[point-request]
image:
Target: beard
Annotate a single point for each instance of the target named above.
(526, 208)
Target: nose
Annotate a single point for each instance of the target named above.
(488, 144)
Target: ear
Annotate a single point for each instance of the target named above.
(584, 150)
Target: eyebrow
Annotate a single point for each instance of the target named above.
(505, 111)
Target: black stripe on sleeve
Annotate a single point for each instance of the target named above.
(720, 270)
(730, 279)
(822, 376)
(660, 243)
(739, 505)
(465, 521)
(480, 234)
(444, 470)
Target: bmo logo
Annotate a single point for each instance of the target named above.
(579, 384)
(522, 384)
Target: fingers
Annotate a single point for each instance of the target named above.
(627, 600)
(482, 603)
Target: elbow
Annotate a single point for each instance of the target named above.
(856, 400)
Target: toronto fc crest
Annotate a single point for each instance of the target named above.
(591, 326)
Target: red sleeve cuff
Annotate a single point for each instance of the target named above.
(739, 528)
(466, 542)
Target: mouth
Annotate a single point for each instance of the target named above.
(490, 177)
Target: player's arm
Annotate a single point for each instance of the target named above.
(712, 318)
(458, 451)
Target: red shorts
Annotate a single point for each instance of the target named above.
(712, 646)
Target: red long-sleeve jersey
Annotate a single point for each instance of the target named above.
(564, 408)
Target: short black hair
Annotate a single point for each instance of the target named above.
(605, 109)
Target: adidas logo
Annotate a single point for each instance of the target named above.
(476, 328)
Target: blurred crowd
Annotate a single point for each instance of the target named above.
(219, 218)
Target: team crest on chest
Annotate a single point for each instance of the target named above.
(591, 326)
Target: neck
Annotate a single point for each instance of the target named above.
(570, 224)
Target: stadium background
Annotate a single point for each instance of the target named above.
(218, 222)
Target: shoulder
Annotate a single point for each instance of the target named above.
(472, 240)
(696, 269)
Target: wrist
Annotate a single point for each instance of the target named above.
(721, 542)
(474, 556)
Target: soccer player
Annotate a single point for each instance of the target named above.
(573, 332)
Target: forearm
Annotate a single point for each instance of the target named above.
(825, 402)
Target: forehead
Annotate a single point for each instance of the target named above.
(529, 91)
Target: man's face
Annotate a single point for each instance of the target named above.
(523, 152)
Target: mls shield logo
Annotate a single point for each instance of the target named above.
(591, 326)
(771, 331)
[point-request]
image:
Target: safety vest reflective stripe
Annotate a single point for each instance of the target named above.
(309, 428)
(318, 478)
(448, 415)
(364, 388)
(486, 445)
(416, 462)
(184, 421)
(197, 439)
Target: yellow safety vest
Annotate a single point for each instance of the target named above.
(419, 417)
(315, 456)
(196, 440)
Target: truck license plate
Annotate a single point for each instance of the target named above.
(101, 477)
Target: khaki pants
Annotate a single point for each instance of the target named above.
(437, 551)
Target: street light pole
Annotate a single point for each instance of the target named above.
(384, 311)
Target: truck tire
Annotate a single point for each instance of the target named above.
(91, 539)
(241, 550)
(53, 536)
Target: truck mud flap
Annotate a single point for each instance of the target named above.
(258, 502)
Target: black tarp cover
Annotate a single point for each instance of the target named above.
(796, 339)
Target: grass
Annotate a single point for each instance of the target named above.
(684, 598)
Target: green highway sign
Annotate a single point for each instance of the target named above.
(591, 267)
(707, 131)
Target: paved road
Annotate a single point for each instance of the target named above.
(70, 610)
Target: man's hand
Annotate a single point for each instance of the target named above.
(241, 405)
◆ ◆ ◆ ◆ ◆
**Task goal**
Print all of the material above again, line for line and unchanged.

**Result for this exercise**
[point-request]
image:
Target: beard
Annotate a single point for each instance of the target named above.
(526, 208)
Target: nose
Annotate a single point for each instance of the target named above.
(488, 144)
Target: ear
Annotate a single point for each instance of the target named above.
(584, 150)
Target: eyebrow
Annotate a single point for each instance of the target named above.
(505, 111)
Target: black stripe on sleeve
Annotate a single point for each instance of the target named above.
(720, 270)
(730, 279)
(822, 376)
(660, 243)
(739, 505)
(465, 521)
(480, 234)
(444, 470)
Target: bmo logo
Annotate a single point for each instance of the target named above.
(579, 384)
(522, 384)
Target: fingers
Annotate a single point for each instance of the target named above.
(627, 600)
(482, 603)
Target: elbow
Annotate a single point for each instance of the target named above.
(856, 400)
Target: toronto fc crest
Annotate a single point for each instance of the target named above.
(591, 326)
Target: red sleeve cuff
Annotate a single point for each instance of the target named above.
(739, 528)
(466, 542)
Target: mouth
Annotate a single point for each instance of the target named above.
(490, 177)
Target: player's arm
Annotate a single point for each instance of the target named above.
(712, 318)
(458, 451)
Target: red shorts
Annotate a single point for each instance of the target named above.
(712, 646)
Target: red long-sleeve jersey
Annotate a single point for each instance of the target named above.
(564, 408)
Target: short black hair
Annotate a single point for each instance of the target named above.
(605, 109)
Target: adidas logo
Annotate a single point for each instance of the target named above.
(476, 328)
Target: blurred crowd
Annotate a single point for each instance of the target named above.
(219, 218)
Target: team crest on chest
Annotate a single point for each instance of the target named above.
(591, 326)
Target: neck
Annotate a single point for each instance of the target named above.
(570, 224)
Target: stadium background
Annotate a single point for each instance of the target named above.
(218, 222)
Target: shoulder
Annotate a single point for each instance of the target named above.
(472, 240)
(696, 269)
Target: wrist
Annotate a single point for each instance of the target named above.
(721, 542)
(474, 556)
Target: soccer player
Annotate a single point for each instance of the target named above.
(573, 332)
Target: forearm
Annotate a single point for each instance of the target named above.
(825, 402)
Target: forehead
Annotate a single point for each instance of the target named above.
(529, 91)
Target: man's face
Annotate a single point for each instance of the target named above.
(523, 152)
Target: mls shield logo
Annotate a single point for each instance of the target named above.
(591, 326)
(771, 331)
[point-request]
image:
Target: safety vest reflective stripe
Annotate a single point for each instance of the target named above.
(309, 428)
(318, 478)
(448, 415)
(364, 388)
(486, 445)
(416, 462)
(184, 421)
(197, 439)
Target: yellow safety vest
Annotate a single point for each instance of the target named above.
(419, 417)
(315, 456)
(196, 440)
Target: truck license plate
Annotate a single point for each instance of the target named above.
(101, 477)
Target: khaki pants
Annotate a single point for each instance of the target named above.
(437, 551)
Target: street light pole
Annotate a single point for each instance of the target named above.
(384, 311)
Target: truck tire
Annotate a single point for each instance of the target named above.
(91, 539)
(241, 550)
(53, 536)
Target: truck mud flap
Annotate a single point for each instance of the target named above.
(258, 502)
Target: black tarp cover
Annotate a single point for each instance of the target named above.
(796, 339)
Target: grass
Annotate a single point for each instance of the target named above.
(684, 598)
Target: green highway sign
Annotate a single point for each instance of the target named above.
(591, 267)
(707, 131)
Target: paved road
Annotate a single point for each instance of the target named above.
(70, 610)
Target: man's hand
Annotate a single point for each instance of the target named above.
(241, 405)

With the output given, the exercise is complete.